## ARTIGO
——

Assim, como destacado por Thiago Lima Breus (2007), os Direitos Fundamentais apresentam os seguintes aspectos: as normas que os vinculam são hierarquicamente superiores às demais normas; possuem limitação constitucional de reforma e emendas; têm aplicabilidade imediata; e vinculam todos os poderes. Os atos da Administração Pública estão vinculados aos Direitos Fundamentais, uma vez que podem ser invalidados caso os desrespeitem. Da mesma forma não podem advir de aplicação de lei ou ato normativo inválido. Ao Judiciário cabe regular a concretização desses direitos, tanto na atividade pública como nas relações privadas.

——

## DADOS FORNECIDOS
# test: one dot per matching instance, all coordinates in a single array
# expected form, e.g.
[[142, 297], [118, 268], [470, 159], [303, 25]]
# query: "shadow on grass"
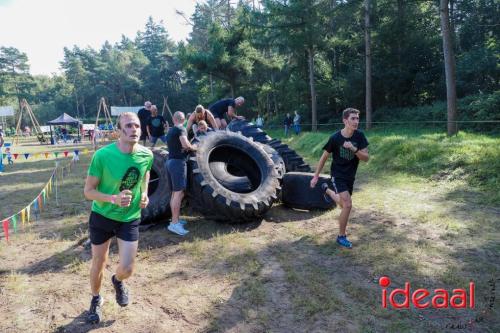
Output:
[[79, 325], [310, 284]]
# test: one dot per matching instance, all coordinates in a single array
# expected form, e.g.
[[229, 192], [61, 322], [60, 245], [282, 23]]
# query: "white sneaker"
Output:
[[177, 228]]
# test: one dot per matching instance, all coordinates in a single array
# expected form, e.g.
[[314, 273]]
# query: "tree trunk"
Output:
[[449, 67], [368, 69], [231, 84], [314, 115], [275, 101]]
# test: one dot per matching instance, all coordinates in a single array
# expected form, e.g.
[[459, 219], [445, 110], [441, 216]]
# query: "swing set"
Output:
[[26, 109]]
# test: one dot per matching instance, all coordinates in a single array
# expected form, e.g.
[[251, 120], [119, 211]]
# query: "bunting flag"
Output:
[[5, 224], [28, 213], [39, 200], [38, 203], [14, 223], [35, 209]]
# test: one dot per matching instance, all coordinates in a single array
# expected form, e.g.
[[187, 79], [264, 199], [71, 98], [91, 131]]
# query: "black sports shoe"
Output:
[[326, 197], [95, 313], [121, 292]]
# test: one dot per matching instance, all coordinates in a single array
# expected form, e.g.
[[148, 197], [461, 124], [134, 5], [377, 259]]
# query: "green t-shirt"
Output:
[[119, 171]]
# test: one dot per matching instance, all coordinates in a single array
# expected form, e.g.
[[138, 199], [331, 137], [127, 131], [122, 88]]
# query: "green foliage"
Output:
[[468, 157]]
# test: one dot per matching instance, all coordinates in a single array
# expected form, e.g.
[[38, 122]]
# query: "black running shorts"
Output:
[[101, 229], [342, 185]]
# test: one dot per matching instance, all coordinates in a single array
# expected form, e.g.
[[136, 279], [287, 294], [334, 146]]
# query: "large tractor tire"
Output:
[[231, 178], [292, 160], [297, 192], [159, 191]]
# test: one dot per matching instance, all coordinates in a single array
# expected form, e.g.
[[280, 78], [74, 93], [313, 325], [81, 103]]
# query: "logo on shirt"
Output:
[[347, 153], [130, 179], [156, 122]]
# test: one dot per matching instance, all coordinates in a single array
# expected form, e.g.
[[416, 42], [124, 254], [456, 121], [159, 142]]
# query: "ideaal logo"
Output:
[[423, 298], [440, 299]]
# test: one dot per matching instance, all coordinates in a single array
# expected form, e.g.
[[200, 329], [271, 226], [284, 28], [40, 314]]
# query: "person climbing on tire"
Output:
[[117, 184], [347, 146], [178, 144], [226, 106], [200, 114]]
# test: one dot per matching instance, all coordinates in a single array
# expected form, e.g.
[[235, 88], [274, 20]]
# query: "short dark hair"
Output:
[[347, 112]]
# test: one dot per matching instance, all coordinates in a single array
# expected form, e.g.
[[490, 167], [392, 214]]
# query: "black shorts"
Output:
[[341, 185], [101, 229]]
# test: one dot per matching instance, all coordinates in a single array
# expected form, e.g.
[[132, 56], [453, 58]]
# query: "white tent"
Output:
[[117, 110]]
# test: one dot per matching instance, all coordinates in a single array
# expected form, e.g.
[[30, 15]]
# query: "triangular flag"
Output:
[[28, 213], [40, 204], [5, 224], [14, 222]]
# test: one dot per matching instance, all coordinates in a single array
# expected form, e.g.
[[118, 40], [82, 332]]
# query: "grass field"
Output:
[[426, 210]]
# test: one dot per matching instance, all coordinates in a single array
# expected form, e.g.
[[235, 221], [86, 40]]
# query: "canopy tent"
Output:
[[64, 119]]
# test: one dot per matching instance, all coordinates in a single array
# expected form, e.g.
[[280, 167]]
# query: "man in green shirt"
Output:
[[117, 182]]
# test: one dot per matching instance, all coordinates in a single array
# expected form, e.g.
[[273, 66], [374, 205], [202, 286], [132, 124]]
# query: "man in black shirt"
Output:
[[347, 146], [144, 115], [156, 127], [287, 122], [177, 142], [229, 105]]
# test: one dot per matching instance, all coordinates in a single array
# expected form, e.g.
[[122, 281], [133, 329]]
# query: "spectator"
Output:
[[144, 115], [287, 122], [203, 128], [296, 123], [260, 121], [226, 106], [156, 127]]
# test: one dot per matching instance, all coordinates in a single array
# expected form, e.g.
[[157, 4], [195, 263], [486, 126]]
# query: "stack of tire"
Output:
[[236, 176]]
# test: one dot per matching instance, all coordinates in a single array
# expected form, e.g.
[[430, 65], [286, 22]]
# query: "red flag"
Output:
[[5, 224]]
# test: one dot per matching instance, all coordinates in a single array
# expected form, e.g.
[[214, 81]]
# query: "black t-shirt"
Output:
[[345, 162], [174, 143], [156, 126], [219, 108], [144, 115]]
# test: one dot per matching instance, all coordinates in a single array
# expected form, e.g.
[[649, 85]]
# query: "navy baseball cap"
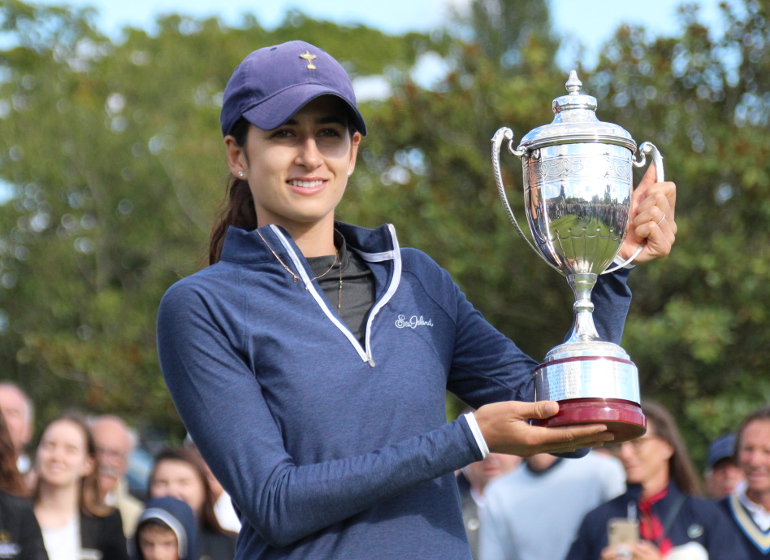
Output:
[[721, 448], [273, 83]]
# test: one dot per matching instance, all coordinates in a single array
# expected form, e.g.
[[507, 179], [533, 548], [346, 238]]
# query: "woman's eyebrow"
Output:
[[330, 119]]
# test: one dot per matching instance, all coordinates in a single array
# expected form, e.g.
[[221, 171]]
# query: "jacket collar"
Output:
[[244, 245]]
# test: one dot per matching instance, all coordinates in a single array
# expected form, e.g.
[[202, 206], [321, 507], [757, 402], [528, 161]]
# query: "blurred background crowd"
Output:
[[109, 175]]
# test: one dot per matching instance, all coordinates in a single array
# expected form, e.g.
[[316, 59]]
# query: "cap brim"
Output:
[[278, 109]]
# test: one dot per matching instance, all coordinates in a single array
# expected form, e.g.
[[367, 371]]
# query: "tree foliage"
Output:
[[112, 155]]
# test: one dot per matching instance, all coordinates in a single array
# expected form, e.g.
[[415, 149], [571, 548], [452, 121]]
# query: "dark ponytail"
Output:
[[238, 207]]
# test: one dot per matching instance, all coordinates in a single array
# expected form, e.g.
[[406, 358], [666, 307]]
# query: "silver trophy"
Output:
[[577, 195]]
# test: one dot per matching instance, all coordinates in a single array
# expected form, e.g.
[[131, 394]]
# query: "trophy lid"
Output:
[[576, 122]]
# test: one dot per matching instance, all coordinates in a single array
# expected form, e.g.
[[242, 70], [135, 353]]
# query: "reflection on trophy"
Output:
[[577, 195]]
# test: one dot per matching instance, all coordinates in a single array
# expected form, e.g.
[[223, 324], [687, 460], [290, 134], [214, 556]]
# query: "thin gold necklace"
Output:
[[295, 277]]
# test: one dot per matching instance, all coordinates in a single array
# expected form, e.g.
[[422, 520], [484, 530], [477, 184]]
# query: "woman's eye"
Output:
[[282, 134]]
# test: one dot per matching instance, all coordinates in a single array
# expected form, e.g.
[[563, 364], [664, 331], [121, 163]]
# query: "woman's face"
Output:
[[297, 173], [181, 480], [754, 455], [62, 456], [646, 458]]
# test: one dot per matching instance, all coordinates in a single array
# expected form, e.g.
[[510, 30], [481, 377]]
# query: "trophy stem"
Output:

——

## INSTRUÇÃO A
Resuma o artigo em duas frases.
## INSTRUÇÃO B
Copie do artigo o trecho que vai de "Assim, como destacado" até "nas relações privadas.", incluindo essas palavras.
## INSTRUÇÃO C
De acordo com o artigo, a quem cabe regular a concretização dos Direitos Fundamentais?

## RESPOSTA A
Segundo Thiago Lima Breus (2007), os Direitos Fundamentais são regidos por normas hierarquicamente superiores às demais, têm limitação constitucional de reforma e emendas, aplicabilidade imediata e vinculam todos os poderes. Os atos da Administração Pública estão vinculados a esses direitos e podem ser invalidados se os desrespeitarem, e cabe ao Judiciário regular a concretização deles na atividade pública e nas relações privadas.

## RESPOSTA B
Assim, como destacado por Thiago Lima Breus (2007), os Direitos Fundamentais apresentam os seguintes aspectos: as normas que os vinculam são hierarquicamente superiores às demais normas; possuem limitação constitucional de reforma e emendas; têm aplicabilidade imediata; e vinculam todos os poderes. Os atos da Administração Pública estão vinculados aos Direitos Fundamentais, uma vez que podem ser invalidados caso os desrespeitem. Da mesma forma não podem advir de aplicação de lei ou ato normativo inválido. Ao Judiciário cabe regular a concretização desses direitos, tanto na atividade pública como nas relações privadas.

## RESPOSTA C
Ao Judiciário.